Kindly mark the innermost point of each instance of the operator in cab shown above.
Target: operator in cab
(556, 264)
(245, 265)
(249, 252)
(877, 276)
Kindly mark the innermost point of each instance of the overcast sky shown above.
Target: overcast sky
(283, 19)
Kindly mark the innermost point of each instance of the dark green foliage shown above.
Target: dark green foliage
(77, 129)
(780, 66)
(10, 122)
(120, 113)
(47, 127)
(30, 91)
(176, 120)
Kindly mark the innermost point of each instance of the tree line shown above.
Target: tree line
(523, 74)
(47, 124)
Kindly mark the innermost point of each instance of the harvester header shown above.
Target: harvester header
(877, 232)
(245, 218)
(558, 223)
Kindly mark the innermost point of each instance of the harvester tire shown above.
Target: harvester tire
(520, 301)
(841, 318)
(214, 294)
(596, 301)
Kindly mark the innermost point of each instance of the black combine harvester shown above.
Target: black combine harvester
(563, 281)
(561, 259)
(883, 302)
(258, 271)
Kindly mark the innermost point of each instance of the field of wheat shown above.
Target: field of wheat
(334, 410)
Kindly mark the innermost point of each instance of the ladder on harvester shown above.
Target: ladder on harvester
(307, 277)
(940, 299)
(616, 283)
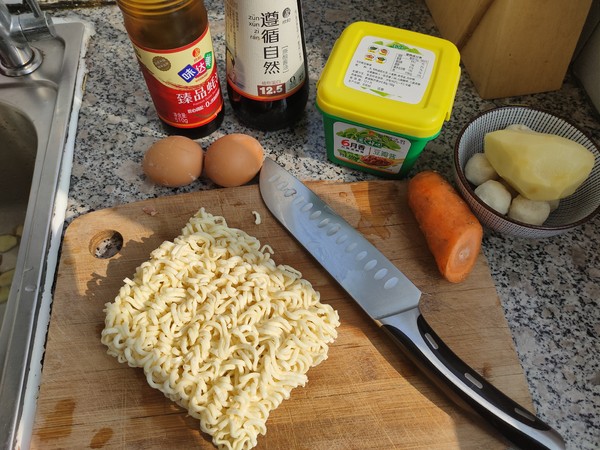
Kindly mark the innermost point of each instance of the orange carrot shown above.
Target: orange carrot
(452, 232)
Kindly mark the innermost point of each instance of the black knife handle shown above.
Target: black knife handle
(414, 335)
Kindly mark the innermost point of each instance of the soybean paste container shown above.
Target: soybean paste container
(384, 94)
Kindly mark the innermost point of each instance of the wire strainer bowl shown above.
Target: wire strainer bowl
(573, 211)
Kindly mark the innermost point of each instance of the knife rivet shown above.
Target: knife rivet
(380, 274)
(371, 264)
(351, 247)
(341, 239)
(389, 284)
(333, 229)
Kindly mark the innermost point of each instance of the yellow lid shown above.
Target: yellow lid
(391, 79)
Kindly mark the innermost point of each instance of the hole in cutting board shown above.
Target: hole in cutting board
(106, 244)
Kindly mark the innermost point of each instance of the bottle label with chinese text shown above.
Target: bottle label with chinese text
(265, 55)
(183, 82)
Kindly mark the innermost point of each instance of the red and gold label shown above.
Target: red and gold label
(183, 82)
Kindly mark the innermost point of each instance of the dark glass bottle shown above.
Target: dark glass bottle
(267, 69)
(173, 45)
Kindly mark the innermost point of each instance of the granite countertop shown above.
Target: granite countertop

========================================================================

[Request] Return every line of the records above without any change, but leave out the pictures.

[Answer below]
Kindly mark the innermost point of each instance of the operator in cab shown above.
Target: operator in cab
(556, 264)
(245, 265)
(249, 252)
(877, 276)
Kindly mark the innermost point of each instance of the overcast sky shown above.
Target: overcast sky
(283, 19)
Kindly mark the innermost point of each instance of the dark green foliage shown above.
Target: dark green foliage
(77, 129)
(780, 66)
(10, 122)
(120, 113)
(47, 127)
(30, 91)
(176, 120)
Kindly mark the innermost point of each instance of the tree line shown above.
Target: tree line
(523, 74)
(47, 124)
Kindly mark the innermost point of each instance of the harvester header shown above.
Target: harvester header
(877, 232)
(245, 218)
(558, 223)
Kindly mark the innermost point of each instance of the harvester tire shown above.
Target: harvester tire
(520, 301)
(841, 318)
(214, 294)
(596, 301)
Kindly mark the innermost point of each instance of the black combine harvester shown above.
Target: black combine harvester
(563, 281)
(561, 259)
(883, 302)
(258, 271)
Kindly mark the innermost point of each instance of the field of wheat shown above.
Target: field of wheat
(334, 410)
Kindly mark the innermost point of each instance of the ladder on harvester shown above.
Target: ladder on harvester
(307, 277)
(940, 299)
(616, 283)
Kindly mark the innermost point of each instance of the orange carrot shown above.
Target: orange carrot
(452, 232)
Kindly mark the innermost point of each instance of the black knife handle shown above.
Target: black knife handle
(414, 335)
Kindly mark the innermost point of each instance of the soybean paste container shown above.
Target: soybean paste container
(384, 94)
Kindly mark the innermost point of each instance of the wire strainer bowl shown above.
Target: wire strainer bowl
(573, 211)
Kindly mark the innermost point of each instance of the knife rivet shown above.
Target: knife rivet
(380, 274)
(371, 264)
(351, 247)
(341, 239)
(389, 284)
(333, 229)
Kindly mark the innermost point of each instance of the yellow lid shown above.
Target: yellow lid
(391, 79)
Kindly mark the innermost point of each instance of the hole in cutting board shown above.
Target: hole in cutting board
(106, 244)
Kindly mark the innermost point of each instance of the bottle label with chinese text shown above.
Target: bottle label with chinese text
(265, 55)
(183, 82)
Kindly mark the innermost point of each instance of the red and gold label shown above.
Target: red and gold label
(183, 82)
Kindly mark the innermost point of each instance of the dark glass bottle shown above.
Target: dark glass bottle
(267, 69)
(173, 45)
Kindly mark the innermost point of each instance of the granite countertop shown above.
Target: granite countertop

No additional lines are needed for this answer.